§ EXERCISE GOAL
Edit the material below so that "bracketed list" becomes "square-bracketed list" wherever it occurs, and leave every other word unchanged.

§ ROWS
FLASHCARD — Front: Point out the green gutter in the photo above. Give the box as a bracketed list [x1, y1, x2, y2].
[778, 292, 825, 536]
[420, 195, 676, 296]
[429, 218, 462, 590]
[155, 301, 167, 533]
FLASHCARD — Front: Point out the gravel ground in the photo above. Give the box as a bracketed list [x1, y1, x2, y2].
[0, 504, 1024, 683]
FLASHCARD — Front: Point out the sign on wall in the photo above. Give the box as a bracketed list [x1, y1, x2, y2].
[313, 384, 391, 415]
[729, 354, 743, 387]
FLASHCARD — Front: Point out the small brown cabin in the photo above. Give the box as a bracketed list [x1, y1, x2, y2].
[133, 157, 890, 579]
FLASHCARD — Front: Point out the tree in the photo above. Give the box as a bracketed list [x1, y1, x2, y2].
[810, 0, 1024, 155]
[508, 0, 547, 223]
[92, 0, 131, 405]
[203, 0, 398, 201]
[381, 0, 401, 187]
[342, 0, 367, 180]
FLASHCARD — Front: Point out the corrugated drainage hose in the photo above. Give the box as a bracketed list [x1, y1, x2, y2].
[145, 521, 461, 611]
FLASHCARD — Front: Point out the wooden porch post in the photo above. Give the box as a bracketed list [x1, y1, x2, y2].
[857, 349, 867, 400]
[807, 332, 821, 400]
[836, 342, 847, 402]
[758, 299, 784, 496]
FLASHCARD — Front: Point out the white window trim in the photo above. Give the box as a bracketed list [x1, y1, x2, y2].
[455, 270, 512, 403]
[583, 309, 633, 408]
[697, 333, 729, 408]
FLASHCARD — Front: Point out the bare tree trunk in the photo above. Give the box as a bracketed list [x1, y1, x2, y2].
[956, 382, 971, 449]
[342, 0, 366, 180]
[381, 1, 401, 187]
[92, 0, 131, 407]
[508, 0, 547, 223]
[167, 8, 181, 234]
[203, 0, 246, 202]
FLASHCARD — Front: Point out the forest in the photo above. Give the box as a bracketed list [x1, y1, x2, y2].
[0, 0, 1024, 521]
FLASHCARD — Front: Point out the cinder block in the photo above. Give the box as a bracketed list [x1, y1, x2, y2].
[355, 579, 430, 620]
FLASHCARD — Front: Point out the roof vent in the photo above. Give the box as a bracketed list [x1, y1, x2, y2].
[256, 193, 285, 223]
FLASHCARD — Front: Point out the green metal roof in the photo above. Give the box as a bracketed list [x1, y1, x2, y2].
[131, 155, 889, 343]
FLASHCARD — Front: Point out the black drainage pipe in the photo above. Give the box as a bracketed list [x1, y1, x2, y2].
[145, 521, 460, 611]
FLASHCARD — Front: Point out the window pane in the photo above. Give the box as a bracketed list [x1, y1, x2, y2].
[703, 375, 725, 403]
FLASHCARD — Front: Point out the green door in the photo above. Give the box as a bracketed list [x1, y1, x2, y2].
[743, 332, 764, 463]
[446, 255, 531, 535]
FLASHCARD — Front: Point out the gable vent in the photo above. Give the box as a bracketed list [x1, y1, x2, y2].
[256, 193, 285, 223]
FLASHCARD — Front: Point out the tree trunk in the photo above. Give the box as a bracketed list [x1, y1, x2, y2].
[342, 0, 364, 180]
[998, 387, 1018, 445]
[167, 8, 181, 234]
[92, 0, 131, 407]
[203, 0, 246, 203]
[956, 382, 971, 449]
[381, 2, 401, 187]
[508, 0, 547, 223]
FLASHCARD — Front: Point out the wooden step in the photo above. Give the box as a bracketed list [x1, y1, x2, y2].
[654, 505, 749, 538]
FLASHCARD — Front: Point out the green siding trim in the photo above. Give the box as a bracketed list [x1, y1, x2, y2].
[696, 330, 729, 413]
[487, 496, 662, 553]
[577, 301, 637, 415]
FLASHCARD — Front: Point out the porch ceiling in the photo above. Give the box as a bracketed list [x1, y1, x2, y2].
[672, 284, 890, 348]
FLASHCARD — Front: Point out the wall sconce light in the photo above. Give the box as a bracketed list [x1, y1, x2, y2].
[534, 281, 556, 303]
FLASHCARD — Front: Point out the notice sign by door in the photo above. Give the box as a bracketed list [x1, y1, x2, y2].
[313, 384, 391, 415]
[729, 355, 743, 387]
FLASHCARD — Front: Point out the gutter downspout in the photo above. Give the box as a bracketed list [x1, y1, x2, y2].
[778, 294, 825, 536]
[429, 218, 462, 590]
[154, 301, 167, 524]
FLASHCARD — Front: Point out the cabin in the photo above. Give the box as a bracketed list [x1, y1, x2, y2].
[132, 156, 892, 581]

§ THE COMPLETED TASK
FLASHCARD — Front: Point out the green gutter in the photo above. Give the box as a square-bracketed list [x1, y1, x2, y2].
[778, 292, 825, 536]
[420, 195, 676, 296]
[429, 218, 462, 590]
[155, 301, 167, 533]
FLASHCARD — Front: Point out the gravel ground in the photo above. Give the box as a square-bracketed list [x1, y1, x2, y2].
[0, 504, 1024, 683]
FLASHCARD — Front: Point out the sign on wall in the photo above. Give the box as a square-bracketed list [x1, y1, x2, y2].
[313, 384, 391, 415]
[729, 354, 743, 387]
FLASHCARD — Front: Point out the small brown cabin in the photo above. Give the box as a square-bracketed list [x1, y1, x2, y2].
[133, 157, 890, 579]
FLASHCARD — Front: Point out the tree in the photo above. Give the box as a square-bracketed list [x1, y1, x2, y2].
[810, 0, 1024, 155]
[508, 0, 547, 223]
[92, 0, 131, 405]
[203, 0, 398, 201]
[381, 0, 401, 187]
[342, 0, 367, 180]
FLASHCARD — Front: Point out the corrugated drainage hose in the photo above. Give the box as a square-bracketed list [x1, y1, x2, y2].
[145, 521, 461, 611]
FLASHCARD — Front: Point out the wooden porch post in the photo above. Give the box as a square-bracketed list [x1, y1, x2, y2].
[857, 349, 867, 400]
[807, 332, 821, 400]
[836, 342, 847, 402]
[758, 299, 784, 496]
FLASHCARD — Front: Point out the white window trim in the photo above. Give the box as a square-bracketed list [x1, y1, x2, y2].
[455, 270, 512, 403]
[583, 309, 633, 408]
[697, 333, 729, 408]
FLASHCARD — Front: Point out the bare tree trunk in the photo above. Give the box as a square-bracketed list [x1, y1, x2, y2].
[956, 382, 971, 449]
[342, 0, 366, 180]
[381, 1, 401, 187]
[92, 0, 131, 407]
[508, 0, 547, 223]
[167, 8, 181, 234]
[203, 0, 246, 202]
FLASHCARD — Front: Point out the forest in the photo above. Give the box as a square-bracketed list [x1, y1, x2, y2].
[0, 0, 1024, 521]
FLASHCARD — Front: Point out the cinder block in the photo above. Give the box as a square-bracketed list [x1, y1, x2, y2].
[355, 579, 430, 620]
FLASHCARD — Front: Point out the roof vent in the photo above. Give the box as a square-bracketed list [x1, y1, x2, y2].
[256, 193, 285, 223]
FLASHCARD — Front: Point out the green metal roof in the photo above. Give the box as a square-bracketed list [x1, y1, x2, y2].
[131, 155, 889, 343]
FLASHCARD — Front: Point out the black drainage pipe in the photo above. Give the box as a square-bracketed list [x1, y1, x2, y2].
[145, 521, 460, 611]
FLASHCARD — Front: Point out the window pane in the photo above. Give the box as a square-bracketed list [x1, y1, x2, y2].
[703, 375, 725, 403]
FLASHCARD — Front: Point out the green door in the photo above. Give the box as a square-bracketed list [x1, y1, x2, y2].
[743, 332, 764, 463]
[446, 255, 531, 535]
FLASHCARD — Front: Point out the gable vent in the photo above. Give the box as a square-bracketed list [x1, y1, x2, y2].
[256, 193, 285, 223]
FLASHCARD — Front: Point out the tree trunk in the photo above. Give the box as a square-bracketed list [x1, y1, x2, y2].
[342, 0, 364, 180]
[998, 387, 1018, 445]
[167, 8, 181, 234]
[92, 0, 131, 407]
[203, 0, 246, 203]
[956, 382, 971, 449]
[381, 2, 401, 187]
[508, 0, 547, 223]
FLASHCARD — Front: Point out the wooden step in the photo above. Give the box as a square-bracketed list [x1, y1, x2, y2].
[654, 505, 749, 538]
FLASHCARD — Front: Point out the green siding trim in the photo above. Give the box as a square-bracketed list [x1, y1, x2, y2].
[696, 330, 729, 413]
[487, 496, 662, 553]
[577, 301, 637, 415]
FLASHCARD — Front: Point out the porch ceiling in the photo above. Give the box as a square-bracketed list [x1, y1, x2, y2].
[672, 284, 890, 348]
FLASHCARD — Front: Point out the wall sconce light in the photo above. Give the box as a square-bracketed list [x1, y1, x2, y2].
[534, 281, 556, 303]
FLASHCARD — Front: Point out the notice sign by door in the photo above. Give the box as a square-bracketed list [x1, y1, x2, y2].
[313, 384, 391, 415]
[729, 355, 743, 387]
FLASHCARD — Front: Point out the gutter downspout in the photo above. Give the box as a square-bracketed list [x1, y1, x2, y2].
[778, 294, 825, 536]
[429, 218, 462, 590]
[154, 301, 167, 524]
FLASHCARD — Front: Point out the cabin in the photo above. Give the box as a square-bracketed list [x1, y1, x2, y2].
[132, 156, 892, 581]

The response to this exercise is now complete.